TASK OBJECTIVE →
Print the passage of the text on trauma and depression starting at "The link between" and ending at "process their feelings.".

SUPPLIED TEXT →
'''

It’s not uncommon for people who experience a traumatic event to become depressed. Painful experiences such as abuse, the death of a loved one, divorce, a medical illness or losing everything in a natural disaster can cause so much distress that they trigger clinical depression.
Clinical (or major) depression is a serious illness that affects every aspect of an individual’s life, including their personal and family relationships, work or school life, sleeping and eating habits, and general health. The symptoms of depression include a very low mood that pervades every aspect of life, and a preoccupation with feelings of sadness, hopelessness, low self-esteem and feelings of worthlessness. Insomnia, irritability, restlessness, fatigue, unexplained physical problems and thoughts of suicide are also common symptoms of depression.
The link between depression and trauma is very significant. One of the most prominent links between trauma and depression is post traumatic stress disorder (PTSD), which can occur after a person experiences a horrific event or a series of traumatic events. PTSD manifests itself in several ways, including depression. Painful, traumatic events can leave a person struggling to find a way to cope with and process their feelings.

'''

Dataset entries

'''

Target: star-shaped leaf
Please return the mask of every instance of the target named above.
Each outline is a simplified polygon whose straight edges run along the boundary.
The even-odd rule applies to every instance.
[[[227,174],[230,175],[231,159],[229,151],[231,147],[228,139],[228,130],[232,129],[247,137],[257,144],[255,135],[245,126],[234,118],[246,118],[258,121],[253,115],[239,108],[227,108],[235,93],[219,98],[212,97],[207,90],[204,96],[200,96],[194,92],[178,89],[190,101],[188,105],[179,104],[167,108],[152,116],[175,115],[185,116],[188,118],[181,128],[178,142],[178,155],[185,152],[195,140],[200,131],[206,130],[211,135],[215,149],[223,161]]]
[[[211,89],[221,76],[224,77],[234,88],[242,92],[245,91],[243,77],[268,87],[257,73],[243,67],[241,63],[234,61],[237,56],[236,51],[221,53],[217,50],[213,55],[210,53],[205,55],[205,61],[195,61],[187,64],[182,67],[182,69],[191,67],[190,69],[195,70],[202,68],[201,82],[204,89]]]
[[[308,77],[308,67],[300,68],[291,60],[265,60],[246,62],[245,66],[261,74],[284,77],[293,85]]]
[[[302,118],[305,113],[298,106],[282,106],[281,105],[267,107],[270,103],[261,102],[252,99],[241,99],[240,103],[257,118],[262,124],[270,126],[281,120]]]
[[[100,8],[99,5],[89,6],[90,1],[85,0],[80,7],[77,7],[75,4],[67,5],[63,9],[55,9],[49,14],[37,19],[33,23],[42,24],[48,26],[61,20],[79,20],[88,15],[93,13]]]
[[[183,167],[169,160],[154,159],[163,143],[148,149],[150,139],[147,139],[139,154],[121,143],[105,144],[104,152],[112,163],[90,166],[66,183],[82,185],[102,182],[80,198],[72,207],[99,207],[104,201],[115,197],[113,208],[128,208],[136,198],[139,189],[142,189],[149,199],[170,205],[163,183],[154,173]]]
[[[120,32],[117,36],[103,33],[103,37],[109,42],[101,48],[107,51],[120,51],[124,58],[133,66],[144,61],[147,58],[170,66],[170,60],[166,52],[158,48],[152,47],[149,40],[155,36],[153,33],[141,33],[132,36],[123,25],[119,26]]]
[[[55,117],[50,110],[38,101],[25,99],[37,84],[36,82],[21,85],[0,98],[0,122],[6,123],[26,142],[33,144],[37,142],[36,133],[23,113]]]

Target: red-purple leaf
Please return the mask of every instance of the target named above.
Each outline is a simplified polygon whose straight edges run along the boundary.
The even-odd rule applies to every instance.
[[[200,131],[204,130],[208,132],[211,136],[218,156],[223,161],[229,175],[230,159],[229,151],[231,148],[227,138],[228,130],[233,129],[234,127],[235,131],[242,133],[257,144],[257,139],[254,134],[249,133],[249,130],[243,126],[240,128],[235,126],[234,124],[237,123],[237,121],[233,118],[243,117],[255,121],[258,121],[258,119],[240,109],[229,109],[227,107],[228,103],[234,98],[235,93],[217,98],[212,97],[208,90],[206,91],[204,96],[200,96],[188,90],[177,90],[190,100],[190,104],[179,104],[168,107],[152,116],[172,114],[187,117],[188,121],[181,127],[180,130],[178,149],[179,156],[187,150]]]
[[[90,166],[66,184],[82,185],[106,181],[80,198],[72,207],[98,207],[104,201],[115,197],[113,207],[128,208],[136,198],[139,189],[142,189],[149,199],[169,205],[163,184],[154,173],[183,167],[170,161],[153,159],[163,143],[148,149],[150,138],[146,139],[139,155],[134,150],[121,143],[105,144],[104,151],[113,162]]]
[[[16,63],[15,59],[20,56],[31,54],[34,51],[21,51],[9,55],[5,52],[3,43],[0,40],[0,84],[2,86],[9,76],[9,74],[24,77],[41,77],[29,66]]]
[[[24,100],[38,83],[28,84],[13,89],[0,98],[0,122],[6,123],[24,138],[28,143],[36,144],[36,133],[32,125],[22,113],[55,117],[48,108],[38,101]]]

'''

TASK OUTPUT →
The link between depression and trauma is very significant. One of the most prominent links between trauma and depression is post traumatic stress disorder (PTSD), which can occur after a person experiences a horrific event or a series of traumatic events. PTSD manifests itself in several ways, including depression. Painful, traumatic events can leave a person struggling to find a way to cope with and process their feelings.